### Provided data
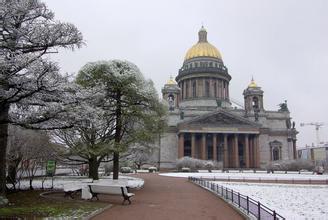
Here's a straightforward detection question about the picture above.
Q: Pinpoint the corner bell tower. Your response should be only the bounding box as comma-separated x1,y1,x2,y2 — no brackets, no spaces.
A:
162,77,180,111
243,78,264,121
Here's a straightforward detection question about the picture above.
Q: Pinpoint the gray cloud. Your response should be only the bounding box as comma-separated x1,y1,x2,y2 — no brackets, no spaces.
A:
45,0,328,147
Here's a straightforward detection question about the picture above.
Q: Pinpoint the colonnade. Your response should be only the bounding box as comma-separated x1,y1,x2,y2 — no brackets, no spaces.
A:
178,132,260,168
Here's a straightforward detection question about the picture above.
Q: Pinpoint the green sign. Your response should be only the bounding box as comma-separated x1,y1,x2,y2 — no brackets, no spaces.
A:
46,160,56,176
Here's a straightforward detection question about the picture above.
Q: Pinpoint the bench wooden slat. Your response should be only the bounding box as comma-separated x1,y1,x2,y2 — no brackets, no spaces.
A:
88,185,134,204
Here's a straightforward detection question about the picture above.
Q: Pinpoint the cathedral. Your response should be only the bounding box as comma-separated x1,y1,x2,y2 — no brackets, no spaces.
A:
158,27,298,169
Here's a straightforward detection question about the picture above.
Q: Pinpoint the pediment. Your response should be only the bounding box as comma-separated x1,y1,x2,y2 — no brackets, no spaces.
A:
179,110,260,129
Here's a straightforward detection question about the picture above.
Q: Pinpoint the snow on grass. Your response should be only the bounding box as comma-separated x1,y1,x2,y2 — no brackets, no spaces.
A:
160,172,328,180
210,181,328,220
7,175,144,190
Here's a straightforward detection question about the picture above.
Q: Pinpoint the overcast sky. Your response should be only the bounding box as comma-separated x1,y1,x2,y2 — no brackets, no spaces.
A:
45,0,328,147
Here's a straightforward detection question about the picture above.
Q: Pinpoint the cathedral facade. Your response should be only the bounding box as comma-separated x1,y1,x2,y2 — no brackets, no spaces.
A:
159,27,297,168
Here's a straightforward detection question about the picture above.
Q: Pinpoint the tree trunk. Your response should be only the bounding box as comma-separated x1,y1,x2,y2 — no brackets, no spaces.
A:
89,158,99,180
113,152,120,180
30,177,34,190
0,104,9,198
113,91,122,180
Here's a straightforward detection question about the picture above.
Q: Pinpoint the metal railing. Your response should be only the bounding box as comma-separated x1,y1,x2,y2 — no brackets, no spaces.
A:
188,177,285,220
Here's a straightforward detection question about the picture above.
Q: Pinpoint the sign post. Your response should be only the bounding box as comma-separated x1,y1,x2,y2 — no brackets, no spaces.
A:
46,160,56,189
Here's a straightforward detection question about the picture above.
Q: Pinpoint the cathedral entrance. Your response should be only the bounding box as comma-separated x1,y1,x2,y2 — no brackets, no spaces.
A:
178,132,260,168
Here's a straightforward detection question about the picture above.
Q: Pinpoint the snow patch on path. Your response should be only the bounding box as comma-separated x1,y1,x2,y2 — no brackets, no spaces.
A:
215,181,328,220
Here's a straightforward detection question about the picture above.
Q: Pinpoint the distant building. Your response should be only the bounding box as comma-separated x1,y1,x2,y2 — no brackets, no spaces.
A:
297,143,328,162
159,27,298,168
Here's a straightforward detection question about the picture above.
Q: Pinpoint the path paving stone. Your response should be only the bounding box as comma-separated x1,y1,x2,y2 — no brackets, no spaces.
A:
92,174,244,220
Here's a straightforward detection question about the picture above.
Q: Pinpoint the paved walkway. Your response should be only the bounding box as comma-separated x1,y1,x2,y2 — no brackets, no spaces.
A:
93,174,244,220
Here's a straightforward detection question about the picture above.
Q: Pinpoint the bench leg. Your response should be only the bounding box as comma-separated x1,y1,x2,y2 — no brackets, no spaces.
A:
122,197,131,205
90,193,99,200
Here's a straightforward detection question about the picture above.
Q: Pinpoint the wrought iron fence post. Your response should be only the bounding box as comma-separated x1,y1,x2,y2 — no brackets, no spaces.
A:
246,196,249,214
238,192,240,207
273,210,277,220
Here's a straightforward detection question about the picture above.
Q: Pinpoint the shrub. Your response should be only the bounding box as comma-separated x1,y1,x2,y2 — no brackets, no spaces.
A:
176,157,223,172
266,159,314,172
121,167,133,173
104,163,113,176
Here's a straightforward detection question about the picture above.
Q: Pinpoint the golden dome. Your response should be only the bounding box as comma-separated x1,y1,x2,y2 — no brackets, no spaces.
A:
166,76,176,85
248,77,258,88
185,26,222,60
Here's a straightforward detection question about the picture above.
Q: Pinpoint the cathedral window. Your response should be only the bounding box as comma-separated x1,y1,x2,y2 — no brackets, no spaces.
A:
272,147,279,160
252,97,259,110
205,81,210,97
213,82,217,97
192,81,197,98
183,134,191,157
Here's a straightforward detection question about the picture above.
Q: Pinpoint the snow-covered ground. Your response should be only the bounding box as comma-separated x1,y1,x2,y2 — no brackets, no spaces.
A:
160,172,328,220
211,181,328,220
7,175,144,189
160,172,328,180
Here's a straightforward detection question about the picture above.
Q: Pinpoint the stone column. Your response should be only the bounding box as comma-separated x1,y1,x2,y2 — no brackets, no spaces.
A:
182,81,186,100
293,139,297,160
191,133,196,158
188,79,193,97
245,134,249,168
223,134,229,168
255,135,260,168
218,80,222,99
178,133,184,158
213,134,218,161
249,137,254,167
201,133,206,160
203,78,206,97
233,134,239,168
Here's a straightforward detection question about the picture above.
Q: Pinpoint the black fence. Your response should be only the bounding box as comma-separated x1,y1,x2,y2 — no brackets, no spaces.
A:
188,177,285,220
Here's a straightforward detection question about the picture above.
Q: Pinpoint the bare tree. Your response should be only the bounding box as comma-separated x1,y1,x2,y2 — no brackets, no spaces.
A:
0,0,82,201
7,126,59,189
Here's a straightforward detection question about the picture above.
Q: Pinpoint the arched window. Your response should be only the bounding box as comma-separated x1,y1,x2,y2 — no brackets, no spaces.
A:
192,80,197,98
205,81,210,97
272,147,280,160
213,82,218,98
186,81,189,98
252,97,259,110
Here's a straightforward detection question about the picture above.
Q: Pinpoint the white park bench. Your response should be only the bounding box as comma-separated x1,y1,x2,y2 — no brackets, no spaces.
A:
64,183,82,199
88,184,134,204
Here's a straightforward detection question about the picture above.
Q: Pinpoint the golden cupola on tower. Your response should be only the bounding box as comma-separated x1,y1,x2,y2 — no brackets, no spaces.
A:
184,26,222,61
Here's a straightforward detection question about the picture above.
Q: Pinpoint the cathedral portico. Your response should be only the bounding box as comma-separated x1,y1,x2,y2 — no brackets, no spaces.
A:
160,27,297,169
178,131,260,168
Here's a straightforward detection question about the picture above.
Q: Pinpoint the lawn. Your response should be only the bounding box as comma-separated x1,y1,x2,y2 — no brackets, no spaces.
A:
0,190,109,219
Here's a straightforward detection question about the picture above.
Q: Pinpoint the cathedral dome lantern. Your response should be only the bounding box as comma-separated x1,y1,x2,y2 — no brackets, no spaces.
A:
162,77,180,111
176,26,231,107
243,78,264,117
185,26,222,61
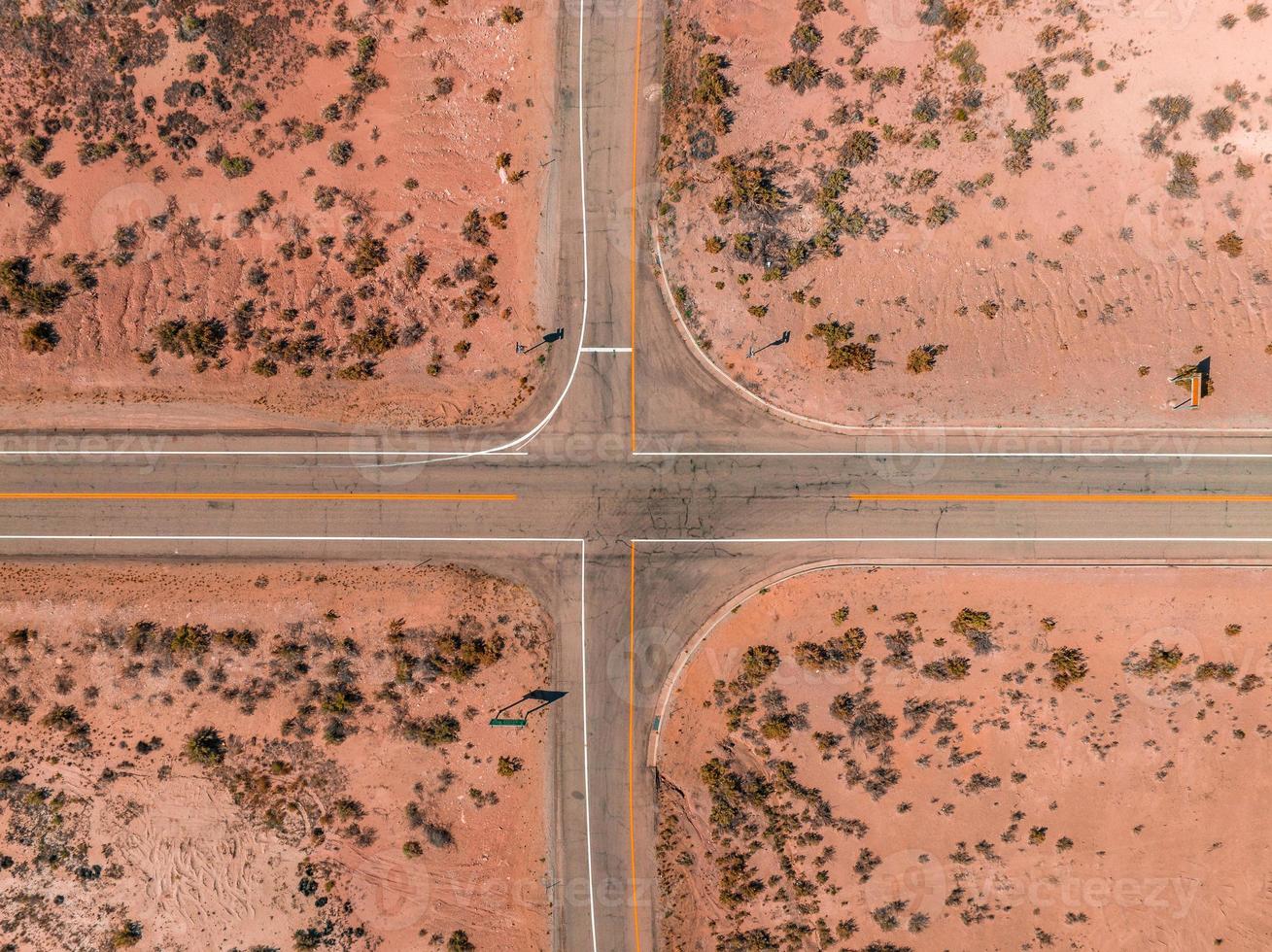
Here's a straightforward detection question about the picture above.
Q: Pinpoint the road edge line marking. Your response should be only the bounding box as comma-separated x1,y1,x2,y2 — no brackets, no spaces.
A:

---

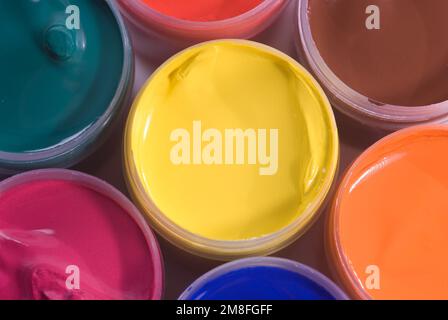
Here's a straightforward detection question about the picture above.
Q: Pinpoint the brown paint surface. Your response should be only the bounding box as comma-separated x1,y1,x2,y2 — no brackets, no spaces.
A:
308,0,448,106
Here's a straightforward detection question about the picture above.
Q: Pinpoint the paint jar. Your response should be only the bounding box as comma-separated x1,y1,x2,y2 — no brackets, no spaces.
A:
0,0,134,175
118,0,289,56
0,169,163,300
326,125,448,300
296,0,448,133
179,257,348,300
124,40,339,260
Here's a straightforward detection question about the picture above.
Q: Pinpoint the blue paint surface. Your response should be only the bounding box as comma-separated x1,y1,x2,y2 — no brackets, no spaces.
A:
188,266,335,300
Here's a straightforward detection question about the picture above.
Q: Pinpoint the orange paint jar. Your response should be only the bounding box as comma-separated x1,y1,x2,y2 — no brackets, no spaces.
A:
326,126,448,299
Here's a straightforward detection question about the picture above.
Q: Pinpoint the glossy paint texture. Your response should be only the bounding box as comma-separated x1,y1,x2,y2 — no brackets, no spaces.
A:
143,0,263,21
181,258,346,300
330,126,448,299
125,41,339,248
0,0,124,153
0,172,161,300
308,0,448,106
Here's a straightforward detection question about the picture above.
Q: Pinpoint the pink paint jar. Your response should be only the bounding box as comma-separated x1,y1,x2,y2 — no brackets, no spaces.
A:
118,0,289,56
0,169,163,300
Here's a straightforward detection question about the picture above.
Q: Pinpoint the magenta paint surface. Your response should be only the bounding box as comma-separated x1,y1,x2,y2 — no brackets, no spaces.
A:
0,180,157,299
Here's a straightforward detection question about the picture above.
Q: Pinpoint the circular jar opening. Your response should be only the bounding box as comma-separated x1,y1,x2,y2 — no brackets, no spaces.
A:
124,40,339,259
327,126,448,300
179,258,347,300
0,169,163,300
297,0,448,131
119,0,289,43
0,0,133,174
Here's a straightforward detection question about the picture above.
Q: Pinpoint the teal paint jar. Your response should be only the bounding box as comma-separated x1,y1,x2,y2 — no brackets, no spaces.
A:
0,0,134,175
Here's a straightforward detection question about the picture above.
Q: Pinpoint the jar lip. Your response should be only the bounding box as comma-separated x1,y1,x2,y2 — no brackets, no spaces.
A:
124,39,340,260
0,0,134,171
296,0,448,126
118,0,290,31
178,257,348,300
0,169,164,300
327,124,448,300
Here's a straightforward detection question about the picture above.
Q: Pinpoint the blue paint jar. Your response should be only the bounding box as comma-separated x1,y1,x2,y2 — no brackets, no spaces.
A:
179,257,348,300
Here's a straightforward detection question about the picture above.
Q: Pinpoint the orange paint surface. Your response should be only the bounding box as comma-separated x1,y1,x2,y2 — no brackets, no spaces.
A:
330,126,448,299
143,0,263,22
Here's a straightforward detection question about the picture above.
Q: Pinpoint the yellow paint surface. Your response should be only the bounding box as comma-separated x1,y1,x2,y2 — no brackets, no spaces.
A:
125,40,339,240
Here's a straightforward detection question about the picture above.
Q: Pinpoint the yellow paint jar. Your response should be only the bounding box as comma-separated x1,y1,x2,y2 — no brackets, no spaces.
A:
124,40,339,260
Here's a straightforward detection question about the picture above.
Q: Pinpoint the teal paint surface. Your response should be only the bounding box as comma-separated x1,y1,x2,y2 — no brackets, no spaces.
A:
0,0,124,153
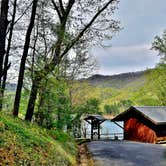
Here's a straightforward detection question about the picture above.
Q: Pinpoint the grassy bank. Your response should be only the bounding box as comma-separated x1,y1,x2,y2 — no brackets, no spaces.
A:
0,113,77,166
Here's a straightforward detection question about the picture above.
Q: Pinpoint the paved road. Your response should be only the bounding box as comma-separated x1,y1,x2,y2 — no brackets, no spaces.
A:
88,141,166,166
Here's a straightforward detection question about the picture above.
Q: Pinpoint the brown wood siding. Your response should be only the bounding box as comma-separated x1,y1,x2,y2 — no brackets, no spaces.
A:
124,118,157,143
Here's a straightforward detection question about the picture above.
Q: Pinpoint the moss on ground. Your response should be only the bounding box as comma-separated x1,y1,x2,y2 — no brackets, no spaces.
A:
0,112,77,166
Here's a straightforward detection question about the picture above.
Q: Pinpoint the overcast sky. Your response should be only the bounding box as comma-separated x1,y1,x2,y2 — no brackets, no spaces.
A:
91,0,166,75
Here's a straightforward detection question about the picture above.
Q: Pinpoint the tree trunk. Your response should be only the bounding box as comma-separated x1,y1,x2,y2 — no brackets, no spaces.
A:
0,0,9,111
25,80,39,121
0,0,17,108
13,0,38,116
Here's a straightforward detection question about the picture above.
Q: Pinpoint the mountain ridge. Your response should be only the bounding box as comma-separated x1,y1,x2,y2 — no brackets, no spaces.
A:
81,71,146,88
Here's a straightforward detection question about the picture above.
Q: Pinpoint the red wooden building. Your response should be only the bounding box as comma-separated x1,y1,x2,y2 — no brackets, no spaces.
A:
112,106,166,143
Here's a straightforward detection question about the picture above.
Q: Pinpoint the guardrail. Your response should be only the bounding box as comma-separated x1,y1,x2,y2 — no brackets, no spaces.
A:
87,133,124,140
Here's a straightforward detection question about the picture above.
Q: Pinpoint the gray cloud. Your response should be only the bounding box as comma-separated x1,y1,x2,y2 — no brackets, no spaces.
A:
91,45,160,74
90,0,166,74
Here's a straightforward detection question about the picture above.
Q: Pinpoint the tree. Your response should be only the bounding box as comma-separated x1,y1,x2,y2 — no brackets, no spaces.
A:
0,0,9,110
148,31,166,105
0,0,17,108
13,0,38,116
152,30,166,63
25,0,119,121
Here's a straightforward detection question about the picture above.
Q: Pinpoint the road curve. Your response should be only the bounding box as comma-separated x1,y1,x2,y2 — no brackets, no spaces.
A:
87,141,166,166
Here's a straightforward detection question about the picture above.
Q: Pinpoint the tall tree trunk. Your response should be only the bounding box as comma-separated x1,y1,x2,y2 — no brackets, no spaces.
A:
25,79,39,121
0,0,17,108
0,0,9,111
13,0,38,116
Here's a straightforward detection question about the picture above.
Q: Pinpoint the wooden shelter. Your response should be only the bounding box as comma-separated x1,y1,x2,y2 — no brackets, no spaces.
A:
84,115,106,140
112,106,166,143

...

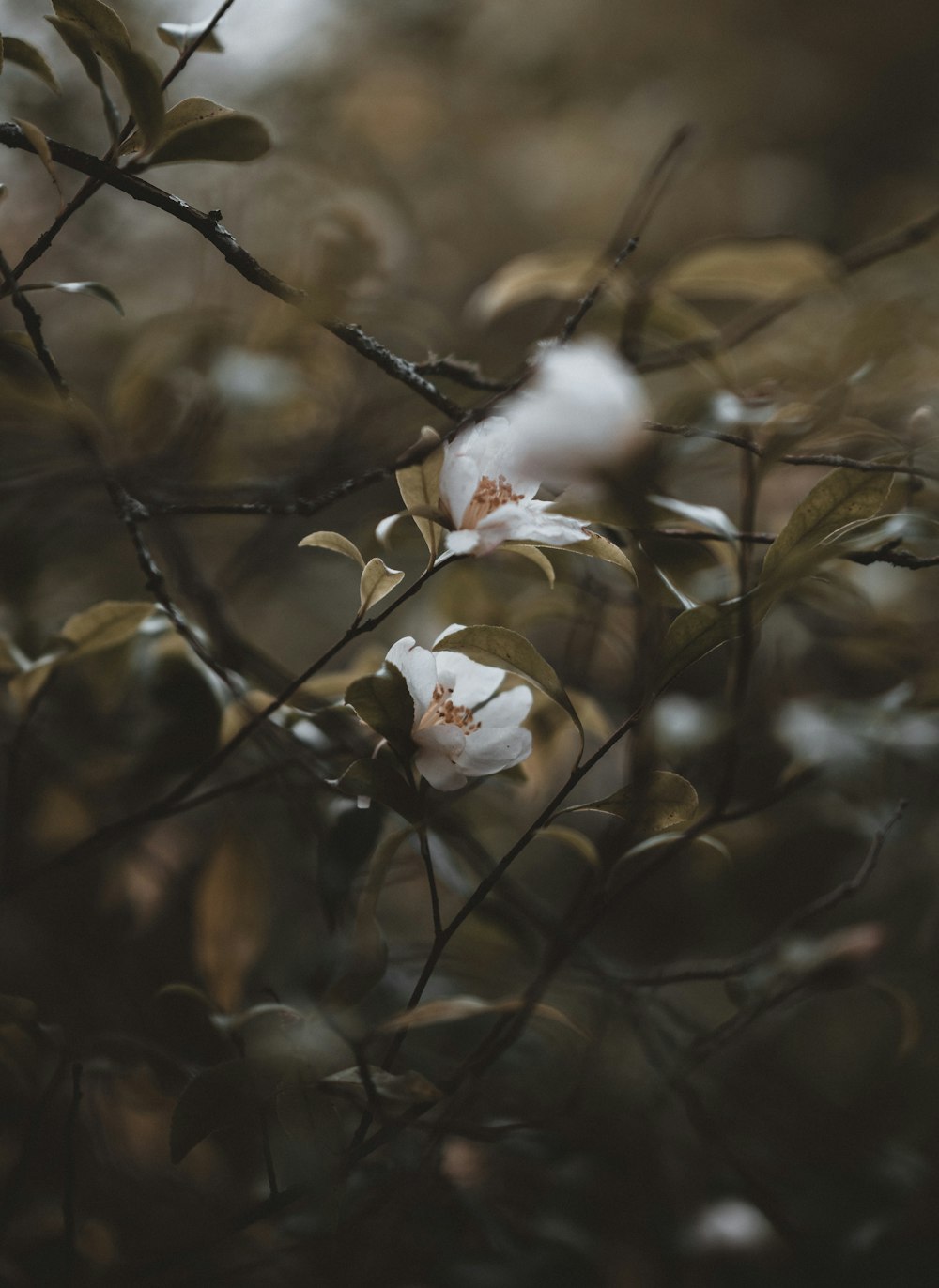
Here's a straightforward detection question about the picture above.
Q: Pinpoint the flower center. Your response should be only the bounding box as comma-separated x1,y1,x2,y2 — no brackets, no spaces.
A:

### Objective
How many lines in the entries above contain the string "post", with case counting? Reply with only the number.

### The reply
2